▶ _Dataset records_
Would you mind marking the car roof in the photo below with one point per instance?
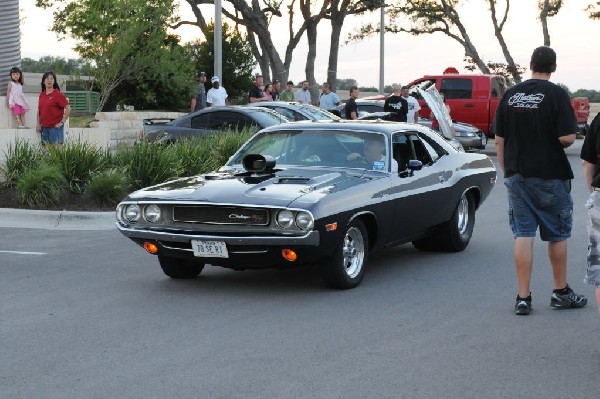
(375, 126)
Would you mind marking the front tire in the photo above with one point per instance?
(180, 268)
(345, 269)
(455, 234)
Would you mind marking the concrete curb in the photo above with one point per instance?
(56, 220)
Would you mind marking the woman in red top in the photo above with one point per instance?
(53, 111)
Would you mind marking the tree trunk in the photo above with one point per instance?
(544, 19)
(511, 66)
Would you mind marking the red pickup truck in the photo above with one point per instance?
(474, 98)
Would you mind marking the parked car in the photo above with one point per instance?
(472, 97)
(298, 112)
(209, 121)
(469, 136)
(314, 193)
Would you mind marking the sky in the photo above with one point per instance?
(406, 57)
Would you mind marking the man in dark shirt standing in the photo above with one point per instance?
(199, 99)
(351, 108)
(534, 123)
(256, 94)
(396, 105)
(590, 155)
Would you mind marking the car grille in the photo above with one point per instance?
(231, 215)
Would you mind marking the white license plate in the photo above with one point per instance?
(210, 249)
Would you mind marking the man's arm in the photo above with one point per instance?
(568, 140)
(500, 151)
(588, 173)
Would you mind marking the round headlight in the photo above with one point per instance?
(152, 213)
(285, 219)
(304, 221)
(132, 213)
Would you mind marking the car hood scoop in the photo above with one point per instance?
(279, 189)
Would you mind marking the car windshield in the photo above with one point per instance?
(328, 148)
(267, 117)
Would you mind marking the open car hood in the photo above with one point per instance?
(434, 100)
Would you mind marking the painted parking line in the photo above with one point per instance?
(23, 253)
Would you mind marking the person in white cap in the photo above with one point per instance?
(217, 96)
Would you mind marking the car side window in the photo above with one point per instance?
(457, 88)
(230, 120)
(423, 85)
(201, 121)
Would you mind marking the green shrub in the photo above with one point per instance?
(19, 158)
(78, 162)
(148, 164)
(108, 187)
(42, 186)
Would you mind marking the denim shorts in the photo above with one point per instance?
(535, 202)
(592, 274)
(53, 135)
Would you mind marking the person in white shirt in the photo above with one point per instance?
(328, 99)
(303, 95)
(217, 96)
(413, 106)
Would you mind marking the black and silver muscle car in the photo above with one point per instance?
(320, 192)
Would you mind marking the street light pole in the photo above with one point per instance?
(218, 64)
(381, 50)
==
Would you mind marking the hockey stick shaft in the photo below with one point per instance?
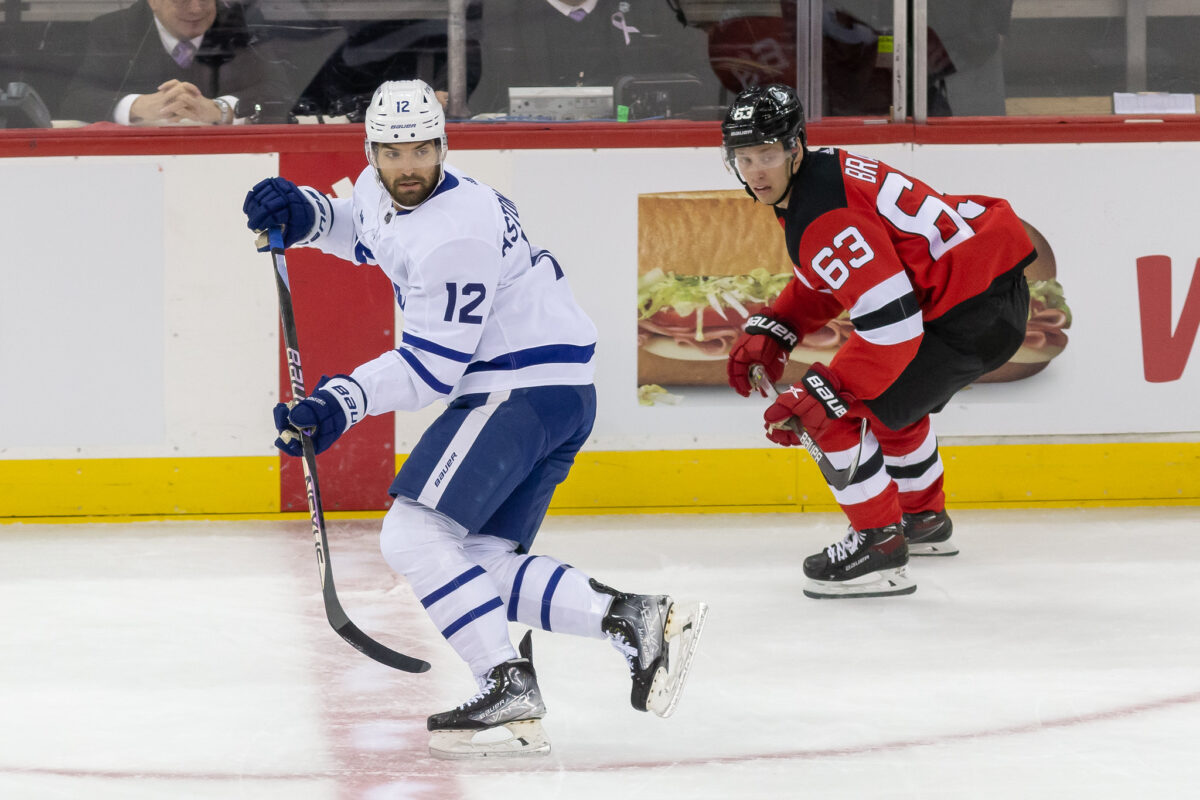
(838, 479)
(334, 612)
...
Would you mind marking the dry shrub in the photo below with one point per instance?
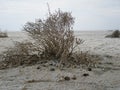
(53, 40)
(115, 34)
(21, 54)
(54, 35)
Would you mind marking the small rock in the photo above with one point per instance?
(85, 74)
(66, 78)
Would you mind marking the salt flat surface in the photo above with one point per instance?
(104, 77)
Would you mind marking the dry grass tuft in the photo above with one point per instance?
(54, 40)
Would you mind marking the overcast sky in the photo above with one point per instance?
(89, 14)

▶ _Brief_
Count the lines of the listing above that contain the string "shrub". Reply with the number alone.

▶ _Exercise answer_
2